What to produce
Pick up the article on digital payments in Mexico after its final sentence and continue writing it.

Extracted text
+++

Mexico: Transforming digital payments in Latin America
Mexico’s payments landscape is transforming. As Latin America’s second-largest economy and one of its most interconnected trade hubs, Mexico holds a pivotal role in the region’s financial evolution. Its strategic position between North and South America, deep trade integration with the United States, and growing fintech ecosystem make it a natural anchor for payment innovation.
Through regulatory reform, innovation in payment rails, rising digital commerce, and experiments in stablecoin settlement, Mexico is laying the groundwork for next-generation payments and reaching a tipping point where infrastructure maturity, regulatory clarity, and cross-border demand converge. The nation is increasingly gearing up to plug into this evolution, routing cross-border flows directly into local rails. This article examines the key trends driving this shift.

Ecommerce and digital commerce acceleration

Ecommerce in Mexico is surging. The country is expected to lead global ecommerce growth in 2026, and is one of the few countries expected to exceed a 20% e-commerce share of total sales by 2029. On the payments side, digital adoption is rising. While credit and debit cards have traditionally held the largest share of ecommerce payments, wallet usage and real-time transfers are growing quickly.
Even though cash-to-digital voucher networks still play a bridging role, the trajectory is clear: consumers and merchants are migrating toward seamless, API-driven, instant checkout flows. For merchants, real-time payments ensure faster settlements, better working capital management and lower dependency on legacy processors.

+++

Source material
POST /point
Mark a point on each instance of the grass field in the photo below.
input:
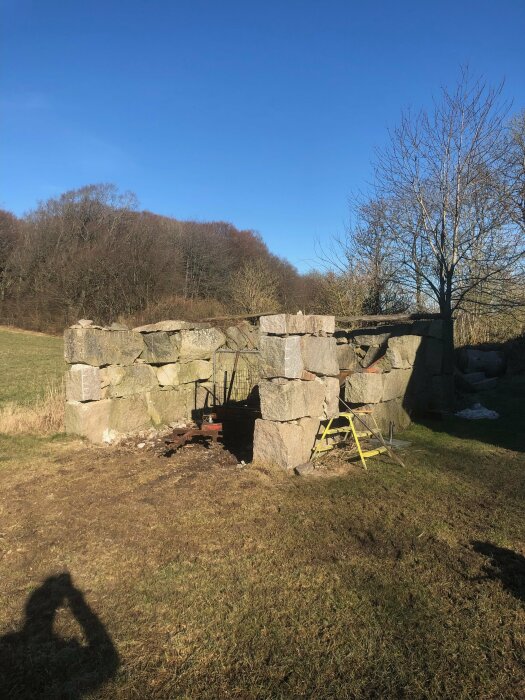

+++

Exercise result
Government initiatives as catalyst
In addition to market forces driven by ecommerce, Mexico’s government has taken a proactive role in framing its payments future.
The Financial Technology Institutions Law provides a legal framework for electronic payment institutions and virtual asset service providers, overseen by the National Banking and Securities Commission (CNBV) and the Bank of Mexico (Banxico). This has provided fintechs and payment platforms with confidence to operate within a more predictable regulatory environment.
A cornerstone of Mexico’s digital payments infrastructure is Sistema de Pagos Electrónicos Interbancarios (SPEI), Banxico’s 24/7 real-time interbank transfer system. Originally designed for institutional transactions, SPEI now supports millions of consumer and business payments each day, serving as the backbone for much of Mexico’s digital payments innovation.
One of the early retail payment experiments was Cobro Digital (CoDi), launched in 2019 to extend SPEI into everyday retail. Uptake was modest: CoDi has around 18.4 million validated accounts, but only a small fraction actively transact via the platform. CoDi’s limited growth is often attributed to friction, low merchant incentives and consumer hesitation.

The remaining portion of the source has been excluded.